REQUIREMENT:
Go through the listing beneath and show each line containing the string "target".

GIVEN DATA:

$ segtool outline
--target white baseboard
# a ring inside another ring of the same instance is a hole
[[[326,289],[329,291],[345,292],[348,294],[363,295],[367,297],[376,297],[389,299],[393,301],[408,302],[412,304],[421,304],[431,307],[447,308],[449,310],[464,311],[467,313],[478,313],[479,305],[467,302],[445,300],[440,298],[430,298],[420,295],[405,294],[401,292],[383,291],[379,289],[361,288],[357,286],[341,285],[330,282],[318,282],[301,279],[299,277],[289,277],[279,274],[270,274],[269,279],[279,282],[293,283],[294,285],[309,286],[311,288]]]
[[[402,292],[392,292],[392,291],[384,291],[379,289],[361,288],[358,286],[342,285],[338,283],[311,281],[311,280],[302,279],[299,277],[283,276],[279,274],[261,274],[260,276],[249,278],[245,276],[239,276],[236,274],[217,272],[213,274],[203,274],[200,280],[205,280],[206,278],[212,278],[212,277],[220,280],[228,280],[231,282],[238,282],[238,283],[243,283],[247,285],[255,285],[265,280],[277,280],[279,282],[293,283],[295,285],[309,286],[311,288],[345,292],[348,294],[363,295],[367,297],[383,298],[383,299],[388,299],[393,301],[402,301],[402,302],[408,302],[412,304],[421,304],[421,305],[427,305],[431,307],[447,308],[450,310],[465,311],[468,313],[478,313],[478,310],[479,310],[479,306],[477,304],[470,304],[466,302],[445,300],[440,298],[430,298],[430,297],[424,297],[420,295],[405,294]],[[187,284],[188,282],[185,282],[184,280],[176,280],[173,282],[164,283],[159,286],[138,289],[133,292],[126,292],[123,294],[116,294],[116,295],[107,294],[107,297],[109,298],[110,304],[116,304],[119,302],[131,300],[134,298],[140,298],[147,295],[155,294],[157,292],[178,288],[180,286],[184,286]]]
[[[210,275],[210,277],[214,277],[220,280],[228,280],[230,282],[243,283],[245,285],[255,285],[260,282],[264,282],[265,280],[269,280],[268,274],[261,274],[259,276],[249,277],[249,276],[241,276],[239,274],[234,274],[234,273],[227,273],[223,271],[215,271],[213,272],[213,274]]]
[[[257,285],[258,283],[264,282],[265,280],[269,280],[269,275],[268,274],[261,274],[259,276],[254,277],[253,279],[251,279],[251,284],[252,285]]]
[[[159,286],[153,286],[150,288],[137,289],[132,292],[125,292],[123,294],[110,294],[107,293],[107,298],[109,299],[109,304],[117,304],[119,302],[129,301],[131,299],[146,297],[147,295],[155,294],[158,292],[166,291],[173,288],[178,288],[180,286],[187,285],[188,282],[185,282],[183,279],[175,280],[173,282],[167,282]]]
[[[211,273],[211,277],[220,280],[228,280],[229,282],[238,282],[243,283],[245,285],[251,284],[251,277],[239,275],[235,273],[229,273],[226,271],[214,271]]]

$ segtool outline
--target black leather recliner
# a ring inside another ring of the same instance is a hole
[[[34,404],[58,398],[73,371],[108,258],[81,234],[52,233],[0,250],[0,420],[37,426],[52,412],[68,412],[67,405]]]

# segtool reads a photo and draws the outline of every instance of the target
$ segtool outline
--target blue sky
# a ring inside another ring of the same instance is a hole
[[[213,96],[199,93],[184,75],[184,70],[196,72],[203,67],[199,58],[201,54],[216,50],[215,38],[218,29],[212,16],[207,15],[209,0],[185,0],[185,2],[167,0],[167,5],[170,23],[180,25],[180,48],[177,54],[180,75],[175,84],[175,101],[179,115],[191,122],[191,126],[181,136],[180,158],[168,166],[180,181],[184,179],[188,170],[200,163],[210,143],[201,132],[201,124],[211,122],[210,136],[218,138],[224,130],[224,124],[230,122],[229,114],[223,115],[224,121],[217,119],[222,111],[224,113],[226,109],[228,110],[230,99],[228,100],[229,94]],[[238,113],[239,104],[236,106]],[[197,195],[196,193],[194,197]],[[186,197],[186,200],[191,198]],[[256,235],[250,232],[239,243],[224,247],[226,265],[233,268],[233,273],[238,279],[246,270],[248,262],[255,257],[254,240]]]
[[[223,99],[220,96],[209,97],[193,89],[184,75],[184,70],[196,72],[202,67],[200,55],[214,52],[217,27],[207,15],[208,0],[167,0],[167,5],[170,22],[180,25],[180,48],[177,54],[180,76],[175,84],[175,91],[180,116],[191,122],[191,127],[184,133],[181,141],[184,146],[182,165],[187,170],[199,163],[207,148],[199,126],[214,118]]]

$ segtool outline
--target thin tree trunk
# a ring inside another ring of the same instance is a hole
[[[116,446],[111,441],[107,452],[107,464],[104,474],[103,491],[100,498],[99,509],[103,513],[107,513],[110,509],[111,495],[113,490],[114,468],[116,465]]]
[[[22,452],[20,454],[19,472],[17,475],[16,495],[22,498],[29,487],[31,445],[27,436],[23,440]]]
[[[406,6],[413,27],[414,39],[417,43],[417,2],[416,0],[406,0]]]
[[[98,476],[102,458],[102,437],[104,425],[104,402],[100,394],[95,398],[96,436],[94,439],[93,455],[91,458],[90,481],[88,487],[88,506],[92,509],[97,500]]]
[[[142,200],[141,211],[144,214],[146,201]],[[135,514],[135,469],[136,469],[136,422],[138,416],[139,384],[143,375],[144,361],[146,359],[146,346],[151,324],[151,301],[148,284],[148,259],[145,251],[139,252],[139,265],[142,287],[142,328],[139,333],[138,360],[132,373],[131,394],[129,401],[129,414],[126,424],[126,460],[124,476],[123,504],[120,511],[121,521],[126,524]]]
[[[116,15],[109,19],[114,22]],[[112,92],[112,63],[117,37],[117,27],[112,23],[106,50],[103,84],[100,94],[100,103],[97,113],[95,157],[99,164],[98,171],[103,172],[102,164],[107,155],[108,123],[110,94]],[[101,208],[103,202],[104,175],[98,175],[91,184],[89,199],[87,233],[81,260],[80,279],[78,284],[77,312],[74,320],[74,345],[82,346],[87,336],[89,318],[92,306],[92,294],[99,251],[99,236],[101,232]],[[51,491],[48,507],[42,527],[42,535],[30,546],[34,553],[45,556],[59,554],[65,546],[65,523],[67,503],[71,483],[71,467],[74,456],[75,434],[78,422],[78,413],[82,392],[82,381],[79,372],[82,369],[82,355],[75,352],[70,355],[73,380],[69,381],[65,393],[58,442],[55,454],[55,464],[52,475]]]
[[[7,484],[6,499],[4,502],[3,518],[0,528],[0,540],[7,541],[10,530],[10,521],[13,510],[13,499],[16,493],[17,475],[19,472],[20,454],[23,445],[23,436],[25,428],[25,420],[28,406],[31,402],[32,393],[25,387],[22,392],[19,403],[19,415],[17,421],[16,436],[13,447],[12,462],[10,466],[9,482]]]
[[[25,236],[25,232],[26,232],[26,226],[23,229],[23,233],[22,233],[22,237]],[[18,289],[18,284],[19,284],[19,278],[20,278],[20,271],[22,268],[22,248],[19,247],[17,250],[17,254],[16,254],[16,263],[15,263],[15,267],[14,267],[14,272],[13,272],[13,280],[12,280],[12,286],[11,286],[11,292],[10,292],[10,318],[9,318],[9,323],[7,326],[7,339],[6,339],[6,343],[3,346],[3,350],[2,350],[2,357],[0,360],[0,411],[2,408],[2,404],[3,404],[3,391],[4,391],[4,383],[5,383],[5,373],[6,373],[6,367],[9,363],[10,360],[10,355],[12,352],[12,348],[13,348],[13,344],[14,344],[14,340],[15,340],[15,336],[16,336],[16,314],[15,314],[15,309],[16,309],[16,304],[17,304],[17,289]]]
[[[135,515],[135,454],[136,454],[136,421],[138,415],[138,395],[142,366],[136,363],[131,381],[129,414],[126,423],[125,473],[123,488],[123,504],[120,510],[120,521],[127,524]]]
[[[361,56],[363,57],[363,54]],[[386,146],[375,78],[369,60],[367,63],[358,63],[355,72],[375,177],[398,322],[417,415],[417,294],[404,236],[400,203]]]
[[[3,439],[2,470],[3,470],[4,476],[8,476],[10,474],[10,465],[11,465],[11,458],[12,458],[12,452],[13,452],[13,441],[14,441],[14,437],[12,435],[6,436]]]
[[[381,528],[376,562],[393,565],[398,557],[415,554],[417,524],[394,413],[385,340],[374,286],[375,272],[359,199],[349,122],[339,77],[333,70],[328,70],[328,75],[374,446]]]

YOUR SOLUTION:
--target white baseboard
--target black leather recliner
# segtool reads a photo and draws the outline of every instance of the target
--target blue sky
--target thin tree trunk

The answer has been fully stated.